As sete maravilhas de Portugal




MOSTEIRO DA BATALHA

A escolha das Sete Maravilhas de Portugal, que alertou os portugueses para o património histórico do nosso País, veio mostrar que entre nós há muito que ver, com olhos de ver. Foi e é também um desafio para cada um de nós, no sentido de visitarmos e apreciarmos o que Portugal tem de bom, quer quanto ao património histórico, quer natural, quer turístico. Oxalá saibamos todos corresponder a esse desafio, aproveitando as férias ou os tempos livres, que decerto acabaremos por ter neste Verão ou mesmo para além dele.
Eu já comecei. Por estes dias, saí de casa com o propósito de rever terras e monumentos que foram lembrados nessa escolha. Visitei os Mosteiros da Batalha e de Alcobaça, seguindo uma rota que passou por Leiria e Aljubarrota. Foi muito agradável.
Durante alguns dias, aqui recordarei os momentos do reencontro.
O Mosteiro de Santa Maria da Vitória, mais conhecido por Mosteiro da Batalha, é, de facto, obra notável, levada a cabo pelo Mestre de Avis, aquele que viria a ser o nosso rei D. João I, no cumprimento de um voto à Virgem, caso vencesse os castelhanos na célebre batalha de 14 de Agosto de 1385, em Aljubarrota, o que veio a acontecer, como todos sabemos.

--- Material fornecido ---

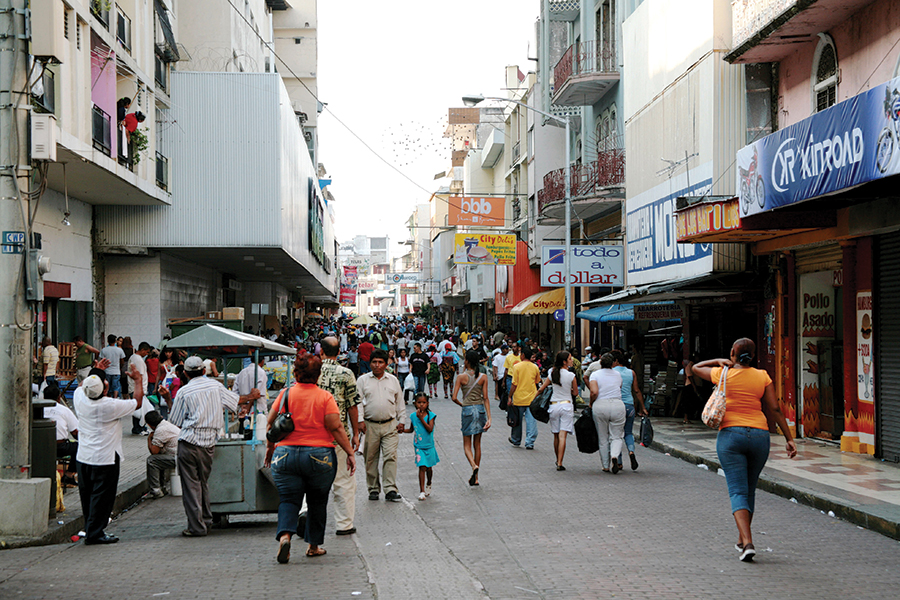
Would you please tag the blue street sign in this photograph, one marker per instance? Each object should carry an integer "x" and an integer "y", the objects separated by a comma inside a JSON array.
[{"x": 13, "y": 242}]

--- Exercício 1 ---
Transcreva do excerto de origem o trecho que começa em "A escolha das" e termina em "momentos do reencontro.".
--- Exercício 2 ---
Segundo o excerto de origem, em que data se travou a batalha de Aljubarrota?

--- Resposta correta 1 ---
A escolha das Sete Maravilhas de Portugal, que alertou os portugueses para o património histórico do nosso País, veio mostrar que entre nós há muito que ver, com olhos de ver. Foi e é também um desafio para cada um de nós, no sentido de visitarmos e apreciarmos o que Portugal tem de bom, quer quanto ao património histórico, quer natural, quer turístico. Oxalá saibamos todos corresponder a esse desafio, aproveitando as férias ou os tempos livres, que decerto acabaremos por ter neste Verão ou mesmo para além dele.
Eu já comecei. Por estes dias, saí de casa com o propósito de rever terras e monumentos que foram lembrados nessa escolha. Visitei os Mosteiros da Batalha e de Alcobaça, seguindo uma rota que passou por Leiria e Aljubarrota. Foi muito agradável.
Durante alguns dias, aqui recordarei os momentos do reencontro.

--- Resposta correta 2 ---
14 de Agosto de 1385.